### Aufgabe 1
Gib aus dem vorliegenden Text den Abschnitt zwischen „Ordner der Neonazis“ und „Beamten zu übernehmen.“ wortgetreu wieder, beide Stellen eingeschlossen.
### Aufgabe 2
Beantworte anhand des vorliegenden Textes die folgenden Fragen:
(a) Woran waren die Ordner der Neonazis zu erkennen?
(b) Wie viele Beamte verhinderten das direkte Aufeinandertreffen?
(c) Was tat der Neonazi, den die berichtende Person hinter dem Wall aus Schilden fragte, ob sie raus kann?

### Vorliegender Text
^^^^^^^^

Ordner der Neonazis waren mit grünen Armbinden gekennzeichnet, Anti-Antifa-Aktivisten trugen Mützen mit dem Pfeil-Symbol oder gelbe Westen mit dem Aufdruck ”Nordfront-Media”. Eine weitere Besonderheit waren ein Neonazi mit dem Aufdruck „Dialog Patriot“ auf einer gelben Warnweste. Seine Aufgabe ist in Konfliktsituationen die Kommunikation mit den eingesetzten Beamten zu übernehmen.

Bei Konflikten sollen die beiden sich unterhalten © Sören Kohlhuber

Bei Konflikten sollen die beiden sich unterhalten © Sören Kohlhuber

Kurz nachdem die Neonazis den Abschlusskundgebungsort erreichten, versuchten sie einen Angriffsversuch der Antifaschisten abzuwehren. Dabei formierten sie sich als Block, vorne die Neonazis mit Schilden, dahinter teilweise vermummt der motivierte Mob. In ihm liefen ebenfalls vereinzelt Zivilbeamte mit, ausgestattet mit Teleskopschlagstöcken. Das direkte Aufeinandertreffen verhinderten rund zehn Beamte u.a. durch den Einsatz von Schlagstöcken gegen Schilde. Unter ”Ha, Ha, Ha, Antifa”-Rufen zogen sich die Neonazis langsam zurück.

Ich wollte durch ihren Block, um zum antifaschistischen Angriff zu gelangen. Bei einer deutschen Demonstration wäre ich in einer ausweglosen Situation gewesen. Hier gab nur einen Ellenbogencheck, sonst nichts. Hinter dem Wall aus Schilden, tippte ich einem Neonazi auf die Schulter und fragte, ob ich raus kann. Er zog sein Schild zur Seite und ich ging. Dies macht den Umgang der schwedischen Neonazis mit der Presse deutlich.

^^^^^^^^

### Angezeigte Daten
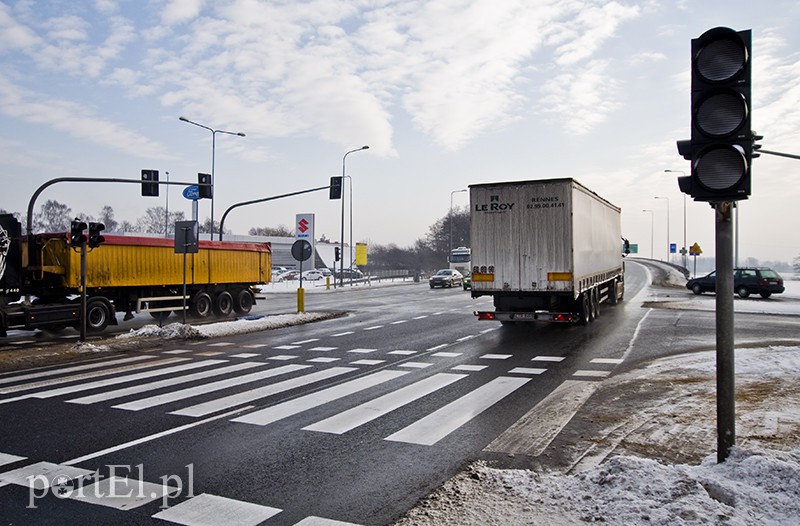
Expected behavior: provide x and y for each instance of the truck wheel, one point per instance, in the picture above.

^^^^^^^^

### Richtige Lösung 1
Ordner der Neonazis waren mit grünen Armbinden gekennzeichnet, Anti-Antifa-Aktivisten trugen Mützen mit dem Pfeil-Symbol oder gelbe Westen mit dem Aufdruck ”Nordfront-Media”. Eine weitere Besonderheit waren ein Neonazi mit dem Aufdruck „Dialog Patriot“ auf einer gelben Warnweste. Seine Aufgabe ist in Konfliktsituationen die Kommunikation mit den eingesetzten Beamten zu übernehmen.

### Richtige Lösung 2
(a) An grünen Armbinden.
(b) Rund zehn.
(c) Er zog sein Schild zur Seite.